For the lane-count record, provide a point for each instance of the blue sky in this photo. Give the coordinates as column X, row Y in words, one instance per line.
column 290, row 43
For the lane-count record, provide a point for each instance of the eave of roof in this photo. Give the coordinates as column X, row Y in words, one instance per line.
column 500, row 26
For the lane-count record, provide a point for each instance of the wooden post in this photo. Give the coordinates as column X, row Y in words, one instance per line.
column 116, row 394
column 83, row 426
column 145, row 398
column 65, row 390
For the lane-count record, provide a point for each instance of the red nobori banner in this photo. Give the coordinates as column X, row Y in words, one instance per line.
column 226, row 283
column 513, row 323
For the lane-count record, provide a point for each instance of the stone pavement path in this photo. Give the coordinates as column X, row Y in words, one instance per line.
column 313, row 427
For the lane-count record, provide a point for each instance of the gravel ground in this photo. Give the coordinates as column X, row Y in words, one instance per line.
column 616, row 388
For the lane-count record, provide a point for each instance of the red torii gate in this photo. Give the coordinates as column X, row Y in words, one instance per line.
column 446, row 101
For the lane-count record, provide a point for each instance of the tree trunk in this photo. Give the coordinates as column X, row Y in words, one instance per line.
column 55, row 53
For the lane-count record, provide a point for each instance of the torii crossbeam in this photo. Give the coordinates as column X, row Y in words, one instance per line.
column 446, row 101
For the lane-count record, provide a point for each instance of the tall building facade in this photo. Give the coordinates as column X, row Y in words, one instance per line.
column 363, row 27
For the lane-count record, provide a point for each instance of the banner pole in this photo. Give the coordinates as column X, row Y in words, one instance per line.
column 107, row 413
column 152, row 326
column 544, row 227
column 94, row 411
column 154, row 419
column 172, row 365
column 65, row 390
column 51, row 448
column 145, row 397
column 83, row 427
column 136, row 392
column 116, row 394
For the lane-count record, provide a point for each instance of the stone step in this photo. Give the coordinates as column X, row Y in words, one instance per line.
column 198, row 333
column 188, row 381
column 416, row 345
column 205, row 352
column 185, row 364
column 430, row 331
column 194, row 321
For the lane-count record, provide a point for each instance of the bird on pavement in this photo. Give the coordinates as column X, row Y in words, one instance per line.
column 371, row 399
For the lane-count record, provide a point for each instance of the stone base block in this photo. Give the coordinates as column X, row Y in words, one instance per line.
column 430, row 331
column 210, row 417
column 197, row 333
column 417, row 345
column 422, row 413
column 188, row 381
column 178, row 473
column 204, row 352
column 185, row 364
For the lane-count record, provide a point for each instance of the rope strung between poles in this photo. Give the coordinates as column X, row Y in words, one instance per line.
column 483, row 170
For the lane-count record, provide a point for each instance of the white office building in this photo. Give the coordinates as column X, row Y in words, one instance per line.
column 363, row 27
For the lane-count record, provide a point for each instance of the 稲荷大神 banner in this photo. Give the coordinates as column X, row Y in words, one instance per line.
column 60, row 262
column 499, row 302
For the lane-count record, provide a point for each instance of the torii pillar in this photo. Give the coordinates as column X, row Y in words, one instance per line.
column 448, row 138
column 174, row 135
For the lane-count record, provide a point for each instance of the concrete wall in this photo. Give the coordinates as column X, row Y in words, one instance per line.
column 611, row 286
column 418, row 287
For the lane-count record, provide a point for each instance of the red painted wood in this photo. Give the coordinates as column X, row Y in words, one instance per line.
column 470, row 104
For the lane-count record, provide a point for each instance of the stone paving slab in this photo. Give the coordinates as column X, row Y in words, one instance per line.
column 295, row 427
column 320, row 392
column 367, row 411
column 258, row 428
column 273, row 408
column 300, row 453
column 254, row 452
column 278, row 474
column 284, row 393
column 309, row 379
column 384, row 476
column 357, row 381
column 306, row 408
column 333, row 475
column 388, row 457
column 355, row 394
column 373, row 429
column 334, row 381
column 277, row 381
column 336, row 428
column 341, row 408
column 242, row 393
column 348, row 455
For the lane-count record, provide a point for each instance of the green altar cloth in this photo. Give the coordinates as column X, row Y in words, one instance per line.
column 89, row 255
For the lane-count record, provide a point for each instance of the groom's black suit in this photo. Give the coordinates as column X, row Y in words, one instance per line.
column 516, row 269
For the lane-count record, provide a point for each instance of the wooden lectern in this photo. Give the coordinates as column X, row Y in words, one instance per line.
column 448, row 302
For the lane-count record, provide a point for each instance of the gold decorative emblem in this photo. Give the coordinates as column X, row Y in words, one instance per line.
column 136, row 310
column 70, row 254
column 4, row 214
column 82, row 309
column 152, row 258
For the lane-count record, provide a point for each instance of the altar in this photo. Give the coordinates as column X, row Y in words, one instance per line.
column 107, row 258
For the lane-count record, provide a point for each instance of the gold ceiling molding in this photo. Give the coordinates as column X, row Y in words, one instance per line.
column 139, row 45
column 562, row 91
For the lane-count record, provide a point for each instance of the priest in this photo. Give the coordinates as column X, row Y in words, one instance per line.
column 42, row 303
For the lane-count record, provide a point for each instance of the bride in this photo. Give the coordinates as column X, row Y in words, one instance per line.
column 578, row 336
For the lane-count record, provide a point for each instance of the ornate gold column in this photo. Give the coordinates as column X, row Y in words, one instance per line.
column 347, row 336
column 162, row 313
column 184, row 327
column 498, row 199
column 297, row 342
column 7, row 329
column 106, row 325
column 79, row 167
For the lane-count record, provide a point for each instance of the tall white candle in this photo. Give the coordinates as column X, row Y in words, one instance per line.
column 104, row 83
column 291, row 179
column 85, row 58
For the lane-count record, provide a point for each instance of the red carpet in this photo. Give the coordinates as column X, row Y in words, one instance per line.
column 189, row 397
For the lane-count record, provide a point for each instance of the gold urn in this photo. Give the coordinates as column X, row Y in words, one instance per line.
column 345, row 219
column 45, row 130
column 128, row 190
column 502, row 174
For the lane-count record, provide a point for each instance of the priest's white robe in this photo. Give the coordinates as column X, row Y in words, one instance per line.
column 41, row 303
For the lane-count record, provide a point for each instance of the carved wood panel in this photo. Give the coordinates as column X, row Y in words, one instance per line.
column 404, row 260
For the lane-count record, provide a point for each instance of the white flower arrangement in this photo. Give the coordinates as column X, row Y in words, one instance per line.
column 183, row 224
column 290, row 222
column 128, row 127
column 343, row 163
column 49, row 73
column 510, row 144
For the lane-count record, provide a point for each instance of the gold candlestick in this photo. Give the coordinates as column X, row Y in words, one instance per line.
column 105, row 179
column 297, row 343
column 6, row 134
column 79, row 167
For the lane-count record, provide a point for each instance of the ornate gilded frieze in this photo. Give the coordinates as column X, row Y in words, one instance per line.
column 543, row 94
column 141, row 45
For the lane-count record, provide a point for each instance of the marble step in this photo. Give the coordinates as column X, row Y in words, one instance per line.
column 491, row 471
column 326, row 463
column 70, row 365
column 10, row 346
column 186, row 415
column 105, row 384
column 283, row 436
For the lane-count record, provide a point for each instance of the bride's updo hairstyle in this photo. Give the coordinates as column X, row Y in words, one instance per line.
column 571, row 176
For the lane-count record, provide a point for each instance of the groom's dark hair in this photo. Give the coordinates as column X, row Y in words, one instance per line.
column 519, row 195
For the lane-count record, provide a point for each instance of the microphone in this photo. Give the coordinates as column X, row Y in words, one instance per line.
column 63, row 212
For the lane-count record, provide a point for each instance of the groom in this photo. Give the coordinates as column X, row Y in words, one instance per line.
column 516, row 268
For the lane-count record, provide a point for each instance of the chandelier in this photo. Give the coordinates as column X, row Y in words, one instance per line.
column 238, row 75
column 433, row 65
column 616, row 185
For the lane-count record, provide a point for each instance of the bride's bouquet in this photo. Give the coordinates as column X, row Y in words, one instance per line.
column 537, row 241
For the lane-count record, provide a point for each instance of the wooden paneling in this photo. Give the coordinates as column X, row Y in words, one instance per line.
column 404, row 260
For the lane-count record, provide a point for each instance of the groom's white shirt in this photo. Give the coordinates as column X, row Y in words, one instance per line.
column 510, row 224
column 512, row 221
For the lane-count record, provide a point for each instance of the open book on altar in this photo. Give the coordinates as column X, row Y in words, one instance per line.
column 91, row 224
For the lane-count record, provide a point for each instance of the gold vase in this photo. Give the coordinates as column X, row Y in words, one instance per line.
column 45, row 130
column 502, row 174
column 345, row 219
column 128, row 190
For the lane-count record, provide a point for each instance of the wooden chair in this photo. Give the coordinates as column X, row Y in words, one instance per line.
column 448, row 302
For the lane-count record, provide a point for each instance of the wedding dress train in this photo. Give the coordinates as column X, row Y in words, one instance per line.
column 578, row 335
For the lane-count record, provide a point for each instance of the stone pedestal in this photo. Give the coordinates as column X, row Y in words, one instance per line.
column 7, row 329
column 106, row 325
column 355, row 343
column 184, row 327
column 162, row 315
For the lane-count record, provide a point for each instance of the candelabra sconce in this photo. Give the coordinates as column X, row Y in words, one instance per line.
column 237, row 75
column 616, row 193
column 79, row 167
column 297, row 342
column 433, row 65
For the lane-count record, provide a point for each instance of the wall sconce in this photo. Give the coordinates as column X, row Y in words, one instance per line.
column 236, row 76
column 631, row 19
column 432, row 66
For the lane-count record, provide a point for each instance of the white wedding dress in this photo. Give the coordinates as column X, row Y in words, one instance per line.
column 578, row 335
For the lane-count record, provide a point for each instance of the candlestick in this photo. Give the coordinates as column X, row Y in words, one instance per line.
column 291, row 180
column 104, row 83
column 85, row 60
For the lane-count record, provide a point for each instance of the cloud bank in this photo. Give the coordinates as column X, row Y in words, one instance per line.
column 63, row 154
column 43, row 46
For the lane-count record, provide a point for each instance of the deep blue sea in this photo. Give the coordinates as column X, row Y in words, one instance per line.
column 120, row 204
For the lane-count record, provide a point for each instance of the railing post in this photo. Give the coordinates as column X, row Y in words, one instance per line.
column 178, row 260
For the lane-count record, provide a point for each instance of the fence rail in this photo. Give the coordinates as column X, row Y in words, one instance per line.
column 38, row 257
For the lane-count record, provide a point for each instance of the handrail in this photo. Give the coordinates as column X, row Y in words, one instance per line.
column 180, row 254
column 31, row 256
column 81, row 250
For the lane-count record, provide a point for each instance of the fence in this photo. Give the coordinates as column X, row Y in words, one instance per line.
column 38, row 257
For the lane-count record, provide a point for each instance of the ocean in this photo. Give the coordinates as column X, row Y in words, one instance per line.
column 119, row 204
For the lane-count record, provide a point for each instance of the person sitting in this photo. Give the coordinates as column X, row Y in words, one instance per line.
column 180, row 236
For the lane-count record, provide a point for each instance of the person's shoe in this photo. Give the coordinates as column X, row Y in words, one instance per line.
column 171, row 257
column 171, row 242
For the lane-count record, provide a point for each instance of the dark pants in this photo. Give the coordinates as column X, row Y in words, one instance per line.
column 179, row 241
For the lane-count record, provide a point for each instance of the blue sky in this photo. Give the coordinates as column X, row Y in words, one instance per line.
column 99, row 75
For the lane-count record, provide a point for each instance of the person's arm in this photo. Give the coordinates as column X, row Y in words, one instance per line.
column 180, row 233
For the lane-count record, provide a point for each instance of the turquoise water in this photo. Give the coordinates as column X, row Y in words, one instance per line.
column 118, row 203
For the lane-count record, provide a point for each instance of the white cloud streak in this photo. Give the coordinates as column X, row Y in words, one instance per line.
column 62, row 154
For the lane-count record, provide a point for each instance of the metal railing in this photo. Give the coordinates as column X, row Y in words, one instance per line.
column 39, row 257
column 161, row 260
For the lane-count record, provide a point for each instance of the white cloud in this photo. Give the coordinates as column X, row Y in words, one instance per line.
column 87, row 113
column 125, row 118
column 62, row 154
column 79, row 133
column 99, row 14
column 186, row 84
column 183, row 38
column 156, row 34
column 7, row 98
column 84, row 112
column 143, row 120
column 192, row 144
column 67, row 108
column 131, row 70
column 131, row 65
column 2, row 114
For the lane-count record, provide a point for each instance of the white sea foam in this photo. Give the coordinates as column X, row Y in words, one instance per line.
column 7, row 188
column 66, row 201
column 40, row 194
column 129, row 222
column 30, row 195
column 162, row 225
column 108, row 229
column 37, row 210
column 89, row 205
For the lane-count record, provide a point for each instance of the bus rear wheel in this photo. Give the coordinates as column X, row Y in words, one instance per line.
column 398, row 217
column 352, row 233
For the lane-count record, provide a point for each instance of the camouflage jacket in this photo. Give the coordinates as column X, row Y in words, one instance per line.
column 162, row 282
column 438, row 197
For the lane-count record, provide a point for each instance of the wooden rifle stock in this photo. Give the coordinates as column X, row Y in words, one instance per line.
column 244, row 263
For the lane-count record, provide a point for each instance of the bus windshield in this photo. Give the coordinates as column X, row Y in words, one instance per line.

※

**Instructions to follow**
Beginning with the line containing "white cloud in" and ending with the last line of the listing above, return every line exactly and nothing else.

**Answer for this exercise**
For the lane-count record, provide a point for each instance of the white cloud in this photo. Give the coordinates as column X, row Y in words, one instance per line.
column 87, row 113
column 125, row 118
column 62, row 154
column 79, row 133
column 99, row 14
column 186, row 84
column 183, row 38
column 156, row 34
column 7, row 98
column 84, row 112
column 143, row 120
column 192, row 144
column 67, row 108
column 131, row 70
column 131, row 65
column 2, row 114
For the lane-count record, provide a point for each instance of the white sea foam in this photo. Give the coordinates as column X, row Y in words, one instance per line.
column 7, row 188
column 66, row 201
column 40, row 194
column 129, row 222
column 30, row 195
column 162, row 225
column 108, row 229
column 37, row 210
column 89, row 205
For the lane-count record, provide a point for each instance of the bus rear wheel in this photo. Give the coordinates as column X, row Y in words, one instance per line.
column 398, row 217
column 352, row 233
For the lane-count record, provide a point for each instance of the camouflage jacket in this photo. Give the coordinates as column X, row Y in words, one instance per line.
column 162, row 282
column 438, row 197
For the lane-count record, provide a point for each instance of the wooden rifle stock in this photo. Give the coordinates as column X, row Y in words, one instance per line.
column 244, row 263
For the lane-count record, provide a point for each instance of the bus windshield in this photo. Give the coordinates as column X, row Y in words, one instance per line.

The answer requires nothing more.